** Written instruction **
Return every line of the items below that contains the string "pickup", treating uppercase and lowercase as distinct.

** Records for this exercise **
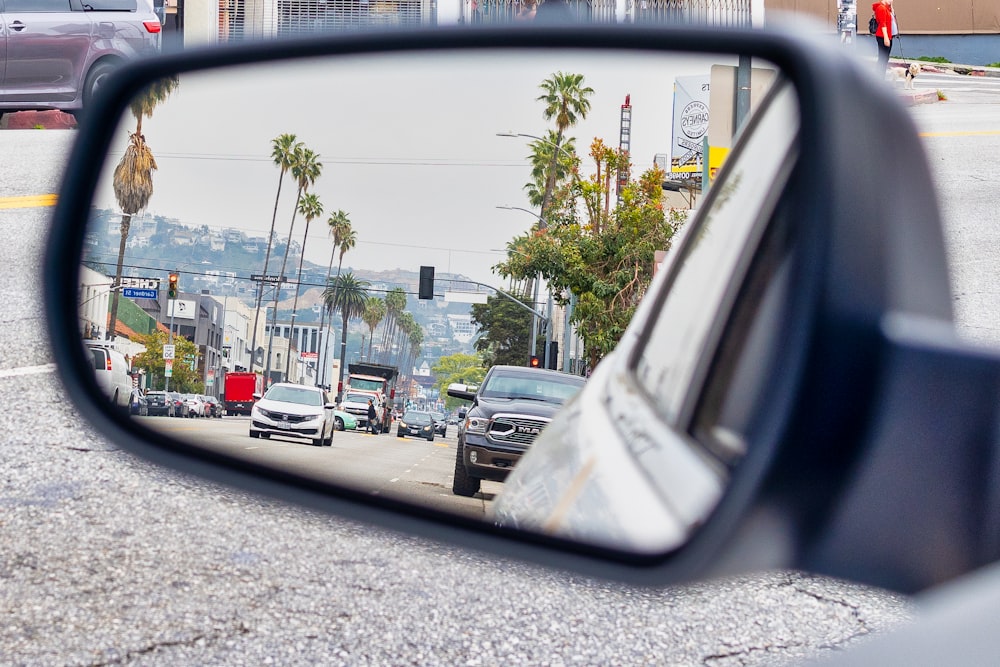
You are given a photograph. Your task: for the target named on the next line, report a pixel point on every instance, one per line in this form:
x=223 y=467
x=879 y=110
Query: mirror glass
x=291 y=262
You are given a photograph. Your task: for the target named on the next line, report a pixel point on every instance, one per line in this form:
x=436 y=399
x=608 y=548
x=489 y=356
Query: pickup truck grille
x=515 y=429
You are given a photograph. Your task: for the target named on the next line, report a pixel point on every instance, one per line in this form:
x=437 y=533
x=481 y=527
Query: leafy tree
x=347 y=295
x=566 y=101
x=305 y=168
x=505 y=328
x=283 y=150
x=457 y=368
x=608 y=267
x=133 y=177
x=183 y=378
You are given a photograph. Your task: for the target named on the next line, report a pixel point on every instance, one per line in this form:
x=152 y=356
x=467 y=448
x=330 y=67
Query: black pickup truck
x=509 y=409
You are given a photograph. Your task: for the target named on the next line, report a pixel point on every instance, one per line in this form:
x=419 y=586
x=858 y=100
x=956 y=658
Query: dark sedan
x=159 y=403
x=419 y=424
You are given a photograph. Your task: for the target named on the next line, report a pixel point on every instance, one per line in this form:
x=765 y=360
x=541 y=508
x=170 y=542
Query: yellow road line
x=982 y=133
x=30 y=201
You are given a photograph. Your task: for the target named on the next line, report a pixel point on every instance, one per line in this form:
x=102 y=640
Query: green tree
x=346 y=295
x=608 y=268
x=395 y=302
x=566 y=101
x=183 y=378
x=311 y=208
x=457 y=368
x=505 y=328
x=133 y=177
x=283 y=150
x=305 y=168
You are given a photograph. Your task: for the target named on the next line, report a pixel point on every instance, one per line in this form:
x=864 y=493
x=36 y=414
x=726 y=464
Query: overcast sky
x=408 y=144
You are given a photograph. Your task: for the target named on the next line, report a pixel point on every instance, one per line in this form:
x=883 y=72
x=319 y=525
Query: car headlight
x=476 y=425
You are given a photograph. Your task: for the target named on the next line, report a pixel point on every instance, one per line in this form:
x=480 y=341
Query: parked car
x=416 y=423
x=791 y=393
x=294 y=410
x=159 y=403
x=440 y=424
x=55 y=54
x=196 y=405
x=181 y=407
x=137 y=404
x=112 y=372
x=509 y=410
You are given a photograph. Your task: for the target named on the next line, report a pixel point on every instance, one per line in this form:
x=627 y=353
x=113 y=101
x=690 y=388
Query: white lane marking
x=27 y=370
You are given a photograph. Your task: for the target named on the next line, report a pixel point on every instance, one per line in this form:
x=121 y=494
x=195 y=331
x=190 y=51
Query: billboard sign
x=690 y=127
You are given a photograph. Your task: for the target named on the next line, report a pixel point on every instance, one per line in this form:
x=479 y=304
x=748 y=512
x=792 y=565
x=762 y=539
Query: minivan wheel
x=96 y=77
x=462 y=483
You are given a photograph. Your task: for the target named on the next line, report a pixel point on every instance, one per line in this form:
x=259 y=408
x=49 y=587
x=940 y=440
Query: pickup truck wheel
x=462 y=484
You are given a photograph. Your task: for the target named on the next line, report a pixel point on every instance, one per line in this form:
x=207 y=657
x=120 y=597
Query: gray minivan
x=54 y=54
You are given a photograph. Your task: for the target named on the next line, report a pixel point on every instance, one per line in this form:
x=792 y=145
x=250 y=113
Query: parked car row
x=175 y=404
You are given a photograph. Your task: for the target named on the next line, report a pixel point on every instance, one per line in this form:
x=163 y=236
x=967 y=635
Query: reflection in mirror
x=290 y=263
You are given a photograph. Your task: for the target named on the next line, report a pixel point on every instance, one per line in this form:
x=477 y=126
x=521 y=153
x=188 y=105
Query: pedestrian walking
x=885 y=33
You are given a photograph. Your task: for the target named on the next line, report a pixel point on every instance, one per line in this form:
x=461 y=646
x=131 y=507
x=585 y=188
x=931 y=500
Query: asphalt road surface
x=105 y=559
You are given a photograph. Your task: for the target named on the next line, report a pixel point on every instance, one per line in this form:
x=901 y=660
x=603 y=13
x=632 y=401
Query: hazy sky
x=408 y=146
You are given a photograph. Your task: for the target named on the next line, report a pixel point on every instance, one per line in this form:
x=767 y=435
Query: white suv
x=55 y=54
x=112 y=373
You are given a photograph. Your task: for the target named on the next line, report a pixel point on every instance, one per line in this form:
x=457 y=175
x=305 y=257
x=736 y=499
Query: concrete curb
x=37 y=120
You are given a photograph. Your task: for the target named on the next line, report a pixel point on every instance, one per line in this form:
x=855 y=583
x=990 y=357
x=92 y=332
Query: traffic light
x=426 y=290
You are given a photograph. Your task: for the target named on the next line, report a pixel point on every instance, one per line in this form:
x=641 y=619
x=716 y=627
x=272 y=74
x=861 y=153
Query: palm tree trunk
x=343 y=356
x=277 y=291
x=113 y=320
x=295 y=302
x=321 y=340
x=260 y=287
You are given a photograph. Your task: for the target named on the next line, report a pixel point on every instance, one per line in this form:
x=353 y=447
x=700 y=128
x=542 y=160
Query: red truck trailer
x=238 y=391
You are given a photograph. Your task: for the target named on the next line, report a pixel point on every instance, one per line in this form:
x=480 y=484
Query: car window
x=701 y=287
x=38 y=6
x=417 y=417
x=293 y=395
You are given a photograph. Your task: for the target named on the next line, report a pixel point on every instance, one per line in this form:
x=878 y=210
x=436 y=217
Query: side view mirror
x=795 y=343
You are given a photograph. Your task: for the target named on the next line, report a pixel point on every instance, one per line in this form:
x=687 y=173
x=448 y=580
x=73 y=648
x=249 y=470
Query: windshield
x=551 y=388
x=303 y=396
x=417 y=418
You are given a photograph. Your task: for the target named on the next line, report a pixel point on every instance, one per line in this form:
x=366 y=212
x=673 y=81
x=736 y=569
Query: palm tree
x=283 y=150
x=395 y=302
x=344 y=238
x=348 y=295
x=133 y=179
x=375 y=310
x=566 y=101
x=305 y=168
x=541 y=157
x=310 y=208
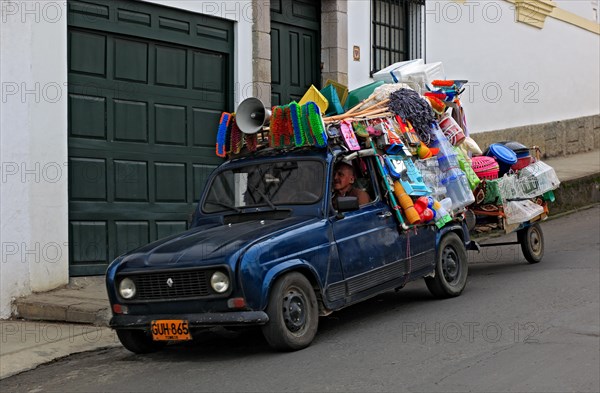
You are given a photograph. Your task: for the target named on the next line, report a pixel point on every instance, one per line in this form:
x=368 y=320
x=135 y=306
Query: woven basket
x=485 y=167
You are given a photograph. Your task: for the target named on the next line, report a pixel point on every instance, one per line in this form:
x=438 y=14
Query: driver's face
x=343 y=179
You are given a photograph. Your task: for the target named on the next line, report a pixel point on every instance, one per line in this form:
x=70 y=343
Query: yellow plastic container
x=312 y=94
x=342 y=90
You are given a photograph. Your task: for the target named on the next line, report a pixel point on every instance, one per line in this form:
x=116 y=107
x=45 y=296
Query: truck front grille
x=183 y=284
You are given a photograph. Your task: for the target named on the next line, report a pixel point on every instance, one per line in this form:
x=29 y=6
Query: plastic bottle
x=412 y=216
x=457 y=188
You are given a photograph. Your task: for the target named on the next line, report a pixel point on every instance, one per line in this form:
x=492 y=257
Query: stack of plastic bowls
x=504 y=156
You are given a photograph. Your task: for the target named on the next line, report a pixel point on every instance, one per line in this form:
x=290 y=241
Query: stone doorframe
x=334 y=45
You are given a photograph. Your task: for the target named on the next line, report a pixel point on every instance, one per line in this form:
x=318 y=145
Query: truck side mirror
x=346 y=204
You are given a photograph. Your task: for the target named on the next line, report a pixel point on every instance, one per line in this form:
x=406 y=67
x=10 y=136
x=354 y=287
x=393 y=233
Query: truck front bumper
x=237 y=318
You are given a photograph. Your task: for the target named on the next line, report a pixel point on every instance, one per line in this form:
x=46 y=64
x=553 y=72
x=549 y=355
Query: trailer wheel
x=532 y=242
x=293 y=313
x=451 y=268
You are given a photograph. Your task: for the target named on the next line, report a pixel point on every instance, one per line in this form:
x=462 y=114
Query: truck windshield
x=266 y=184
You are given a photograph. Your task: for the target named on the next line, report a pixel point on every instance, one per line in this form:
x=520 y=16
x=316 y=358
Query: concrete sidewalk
x=26 y=344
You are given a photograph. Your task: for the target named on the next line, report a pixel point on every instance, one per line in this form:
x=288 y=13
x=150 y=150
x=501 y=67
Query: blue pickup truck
x=266 y=247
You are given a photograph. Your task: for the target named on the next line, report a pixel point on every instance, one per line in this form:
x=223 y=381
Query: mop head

** Task answer **
Query: pickup truck grille
Query: black pickup truck
Query: pickup truck wheel
Query: blue pickup truck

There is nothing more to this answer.